→ **ページ抜粋**:
++++++++++
私(佐藤)が当サイトで記事を書くようになって16年もの歳月が流れた。さまざまな地域に出向き、各地で名物といわれるものを食べて来たのだが、16年経った今でも初めて出会う味というものはある。

最近、名古屋に出かけた時のことだ。夕食に訪ねた居酒屋で、岐阜の郷土料理を食べる機会があった。それは「漬物ステーキ」という。「漬物」と「ステーキ」、まったく違うベクトルの2つの料理がひとつになるとは、どういうことなのか?

実際に食べてみたら、もっと普及してもいいと思えるほど、美味しいものであった。

・漬物のステーキ?

ステーキといえば一般的には肉を焼いたものを指す。牛肉のステーキがもっともポピュラーで、鶏肉・豚肉、そのほかマグロなどの魚介のものも珍しくないだろう。

牛だろうと魚だろうと、とにかく分厚い肉を鉄板なりフライパンなりで焼いたものを、私はステーキだと思っている。しかしながら、名古屋・錦の「名古屋大酒場 だるま」で提供しているものは、それらとはまったく違った。
++++++++++
→ **データ**:

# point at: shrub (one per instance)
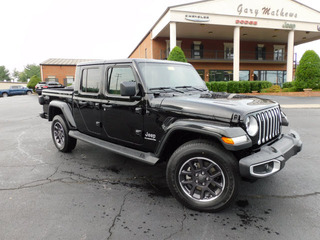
++++++++++
→ **課題 1**: 漬物ステーキの記事のうち、「私(佐藤)が当サイトで記事を」から「ているものは、それらとはまったく違った。」までを、その部分も含めてそのまま書き写してください。
→ **課題 2**: 漬物ステーキの記事では、漬物ステーキはどこの郷土料理とされていますか。

→ **解答 1**:
私(佐藤)が当サイトで記事を書くようになって16年もの歳月が流れた。さまざまな地域に出向き、各地で名物といわれるものを食べて来たのだが、16年経った今でも初めて出会う味というものはある。

最近、名古屋に出かけた時のことだ。夕食に訪ねた居酒屋で、岐阜の郷土料理を食べる機会があった。それは「漬物ステーキ」という。「漬物」と「ステーキ」、まったく違うベクトルの2つの料理がひとつになるとは、どういうことなのか?

実際に食べてみたら、もっと普及してもいいと思えるほど、美味しいものであった。

・漬物のステーキ?

ステーキといえば一般的には肉を焼いたものを指す。牛肉のステーキがもっともポピュラーで、鶏肉・豚肉、そのほかマグロなどの魚介のものも珍しくないだろう。

牛だろうと魚だろうと、とにかく分厚い肉を鉄板なりフライパンなりで焼いたものを、私はステーキだと思っている。しかしながら、名古屋・錦の「名古屋大酒場 だるま」で提供しているものは、それらとはまったく違った。

→ **解答 2**: 岐阜の郷土料理です。